-- MATERIAL PROVIDED --
===

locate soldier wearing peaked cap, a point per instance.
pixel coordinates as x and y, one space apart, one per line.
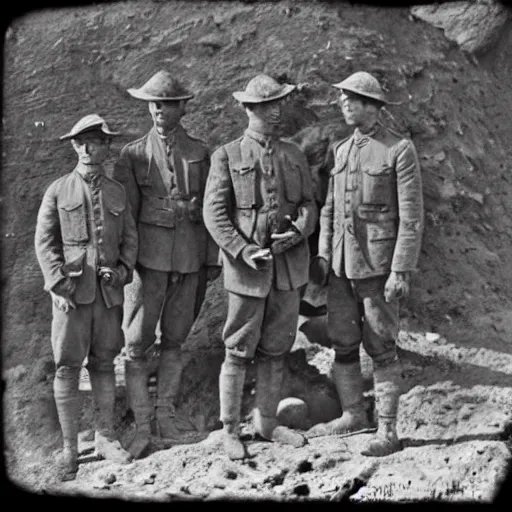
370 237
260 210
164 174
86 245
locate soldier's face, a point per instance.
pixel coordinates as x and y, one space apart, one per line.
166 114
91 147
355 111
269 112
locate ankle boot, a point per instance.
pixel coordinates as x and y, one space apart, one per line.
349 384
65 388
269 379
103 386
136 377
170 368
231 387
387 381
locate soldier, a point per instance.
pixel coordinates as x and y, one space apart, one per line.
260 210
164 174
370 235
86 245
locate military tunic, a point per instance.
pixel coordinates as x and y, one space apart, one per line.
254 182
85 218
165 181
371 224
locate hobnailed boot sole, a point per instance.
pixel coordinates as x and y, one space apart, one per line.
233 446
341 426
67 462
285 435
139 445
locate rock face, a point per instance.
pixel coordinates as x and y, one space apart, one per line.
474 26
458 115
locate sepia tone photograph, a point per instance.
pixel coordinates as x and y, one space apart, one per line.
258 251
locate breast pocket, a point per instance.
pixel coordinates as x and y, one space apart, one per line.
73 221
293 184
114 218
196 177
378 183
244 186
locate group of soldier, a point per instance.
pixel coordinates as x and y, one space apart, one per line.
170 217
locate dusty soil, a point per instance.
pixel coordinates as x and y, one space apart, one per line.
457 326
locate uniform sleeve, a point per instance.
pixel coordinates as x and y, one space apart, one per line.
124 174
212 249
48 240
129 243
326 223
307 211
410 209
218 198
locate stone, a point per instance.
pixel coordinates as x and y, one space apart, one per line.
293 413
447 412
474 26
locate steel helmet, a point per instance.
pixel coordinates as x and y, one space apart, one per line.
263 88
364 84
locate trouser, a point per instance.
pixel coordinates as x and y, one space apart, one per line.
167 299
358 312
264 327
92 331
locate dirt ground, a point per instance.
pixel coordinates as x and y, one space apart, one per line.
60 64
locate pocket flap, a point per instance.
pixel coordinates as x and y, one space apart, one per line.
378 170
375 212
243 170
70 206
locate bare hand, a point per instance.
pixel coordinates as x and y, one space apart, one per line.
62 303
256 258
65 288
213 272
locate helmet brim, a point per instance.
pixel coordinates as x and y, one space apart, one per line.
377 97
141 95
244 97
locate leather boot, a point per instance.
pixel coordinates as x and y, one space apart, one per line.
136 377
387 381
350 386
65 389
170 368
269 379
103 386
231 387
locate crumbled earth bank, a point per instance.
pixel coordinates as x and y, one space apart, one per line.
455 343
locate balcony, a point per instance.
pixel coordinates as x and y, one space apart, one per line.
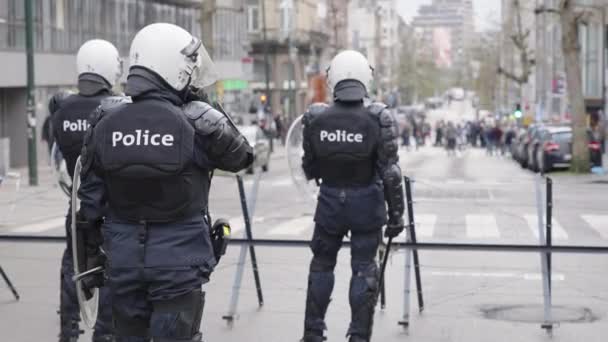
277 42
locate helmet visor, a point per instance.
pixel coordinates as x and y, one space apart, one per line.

===

-- AIM OF THE TASK --
Reproduce word for word the lines running from the line with "locate rock face, a point per instance." through the end of the data, both included, and nothing else; leave out the pictures.

-- EXERCISE RESULT --
locate rock face, a point per instance.
pixel coordinates as x and y, one space apart, one per line.
474 26
458 115
locate sepia tone photograph, a point per instance.
pixel coordinates as x and y, one space apart, one per line.
258 251
locate breast pocket, a point per instance.
pixel coordinates as x and y, one space apart, one per line.
73 221
293 184
114 218
196 177
378 183
244 186
locate group of soldier, a point per instance.
pixel coordinates as x and y, one space apart, one per line.
170 217
locate dusty soil, a point per instance.
pixel coordinates as x and y, one space apart, one per line.
457 326
locate uniform sleeve, a point per instance.
pixel coordinates as x and y, one space apart, one per line.
124 174
212 249
48 240
129 243
326 223
307 211
410 209
218 198
locate stone, a point per instance.
pixel coordinates as x and y, one space apart, one per line.
293 413
447 412
474 26
locate steel helmet, a point per instance.
pixel coordinates as x and y, one space apart, one per line.
263 88
364 84
locate trouser, a point per instance.
pixel coordinates as x and y, one space apart, one per line.
167 299
358 312
264 327
92 331
locate dirt ground, a point per instance.
pixel coordinates as x and y, one space apart, one per line.
60 64
locate pocket flap, a point per instance.
pixel coordinates as x and y, one space apart, one per line.
378 170
375 212
243 170
70 206
locate bare hand, a point per instance.
pixel coordinates as x and y, one space apart, one per line.
62 303
256 258
65 288
213 272
locate helmet brim, a point per instance.
pixel coordinates as x and y, one space apart, one per line.
377 97
141 95
244 97
locate leather boot, a point per instance.
pixel coordinates as x and y, one space apart, one per line.
136 377
387 381
350 386
65 389
170 368
269 379
103 386
231 387
locate crumbled earth bank, a point per instance.
pixel coordinates as x and y, one space apart, one per line.
455 343
locate balcony, a point per instance.
pixel coordinates as x and y, one space apart, one per line.
277 42
locate helmet visor, a point per instance.
pixel coordinates as x and y, one space apart, one per line.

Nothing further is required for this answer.